## Start Raw records

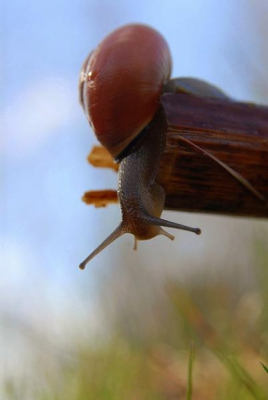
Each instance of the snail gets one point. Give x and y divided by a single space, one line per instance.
120 86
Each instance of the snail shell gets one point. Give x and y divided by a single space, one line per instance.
121 83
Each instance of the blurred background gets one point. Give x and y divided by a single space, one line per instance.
59 324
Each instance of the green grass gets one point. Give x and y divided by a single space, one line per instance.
214 348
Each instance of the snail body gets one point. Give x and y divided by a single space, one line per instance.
120 88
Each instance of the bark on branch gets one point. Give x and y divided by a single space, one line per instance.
216 157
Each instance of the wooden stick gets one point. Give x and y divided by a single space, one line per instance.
216 156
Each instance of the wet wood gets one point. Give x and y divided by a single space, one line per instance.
204 136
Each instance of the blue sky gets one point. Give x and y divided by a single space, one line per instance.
45 229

## End Raw records

List every line of the records above as a numbered list, skipping any blank lines. Leave the picture out of your answer.

→ **Worked answer**
1. Each instance of the snail gets one point. Give x and y divided by a single space, one line per instance.
2. 120 86
3. Each instance of the snail shell gets one point. Give x and y divided by a single space, one line per instance.
4. 121 83
5. Each instance of the blurred background gets one point. Give x and y divided by a single space, one line per instance.
6. 59 324
7. Each instance of the green grass gets one point. Give x and y divided by a single space, one line per instance.
8. 214 348
9. Each instance of the snail body gets one point. Give x and y divided by a single space, one line per instance.
10. 120 88
11. Each instance of the bark on branch gets one point. Give x and y divided by a single space, one line per instance.
12. 216 157
13. Each instance of the wooden stick gets one point. Give x and y divided by a single space, one line per instance.
14. 216 156
15. Each instance of the wet wood gets one point. Give x and y divided by a single space, one line per instance.
16. 204 136
17. Each instance of the blue sky gets one point. Give x and y divided by a single space, one line per instance.
18. 45 229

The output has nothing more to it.